Nathallia Protázio vivia há 5 anos em Porto Alegre quando a enchente chegou em sua casa e a fez nunca mais voltar

Nascida no interior de Pernambuco, Nathallia Protázio estava há cinco anos em Porto Alegre (RS), ganhando dinheiro como farmacêutica, mas aproveitando das possibilidades da cidade para fazer mestrado em literatura e publicar seus primeiros livros.

A pandemia foi um desafio enorme para a autora, principalmente por ter ficado na linha de frente trabalhando em farmácias. Mas o que realmente expulsou ela da capital gaúcha e a faz não pensar em voltar foi a enchente que atingiu o estado em maio do ano passado.

“O dia 6 de maio foi o dia que o fim do mundo chegou de verdade na minha vida”, relembra a autora em entrevista ao Conversa Bem Viver desta segunda-feira (12).

Quando a água bateu na porta de Protázio, ela juntou o que podia carregar e foi para a casa de uma amiga, iniciando uma peregrinação que acabaria, meses depois, de volta à casa onde nasceu, em Pernambuco.

“Não sou a pessoa que encarou a enchente, eu sou a pessoa que fugiu, eu sou a desertora da cidade e fugi por uma sensação muito pessoal. Na hora em que eu estava vendo todo aquele lance acontecer, vendo famílias se unirem, vendo gente encontrando mãe e tal… eu parei um momento e pensei ‘cara, o que eu estou fazendo aqui?’”, conta.

“É uma urgência muito íntima, porque não é a morte. Na enchente, eu estava sofrendo, não era coletivo, cada pessoa sofreu do seu jeito. Então, existe um momento de hesitação. E se me dá a oportunidade de hesitar, a minha primeira reação é ‘eu não quero falar sobre isso’.”

Protázio é autora dos livros A faxineira mais bem paga do Bomfim (Zouk, 2024), Pela hora da morte (Jandaíra, 2022) e Aqui dentro (Venas Abiertas, 2020)

Confira a entrevista na íntegra

Brasil de Fato: Como foi aquele 6 de maio?

Nathallia Protázio: O dia 6 de maio foi o dia que o fim do mundo chegou de verdade na minha vida. A enchente no Rio Grande do Sul afetou o estado inteiro, incluindo as pessoas que não foram afetadas diretamente.

» TAREFA 1
Traduza para o inglês a seguinte frase do trecho sobre a enchente: "Quando a água bateu na porta de Protázio, ela juntou o que podia carregar e foi para a casa de uma amiga, iniciando uma peregrinação que acabaria, meses depois, de volta à casa onde nasceu, em Pernambuco."
» TAREFA 2
Dê prosseguimento ao trecho sobre a enchente em Porto Alegre, a partir de sua última frase.
A listagem provém de uma fonte distinta da do trecho.

» MATERIAL FORNECIDO
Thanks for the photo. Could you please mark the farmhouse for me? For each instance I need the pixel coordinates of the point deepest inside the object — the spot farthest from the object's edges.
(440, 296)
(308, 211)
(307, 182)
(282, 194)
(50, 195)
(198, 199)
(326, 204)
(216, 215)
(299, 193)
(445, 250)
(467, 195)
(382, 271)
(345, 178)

» RESPOSTA 1
When the water reached Protázio's door, she gathered what she could carry and went to a friend's house, beginning a pilgrimage that would end, months later, back at the house where she was born, in Pernambuco.

» RESPOSTA 2
No meu caso, eu morava num térreo na Cidade Baixa [bairro de Porto Alegre] e na segunda-feira a água chegou. Era a água de recuo, então ela veio calmamente pela rua, como uma visita que fala “olha você tem tempo de sair”.

A gente não foi pego desprevenido durante uma madrugada, o que eu acredito que tira bastante peso do trauma, mas perdi meu apartamento.

Eu que sou cronista e trabalho tanto essa questão de criar ficção com o que acontece, não consegui criar ficção com a enchente. A enchente é muito real, ela é muito próxima e ela é imensa, ela é maior do que eu, então não fiz isso.

E nunca mais voltei, porque a partir daquele momento eu fui passando de casa em casa, fui para casa uma amiga, da casa da sua amiga, fui pra casa da avó de um amigo e aí depois eu fui pra casa da minha tia e aí fui subindo.

Fui pra praia, fui pra São Paulo, consegui chegar depois em Pernambuco, meses depois porque fiquei um tempo em São Paulo e nunca mais voltei pra onde eu morava.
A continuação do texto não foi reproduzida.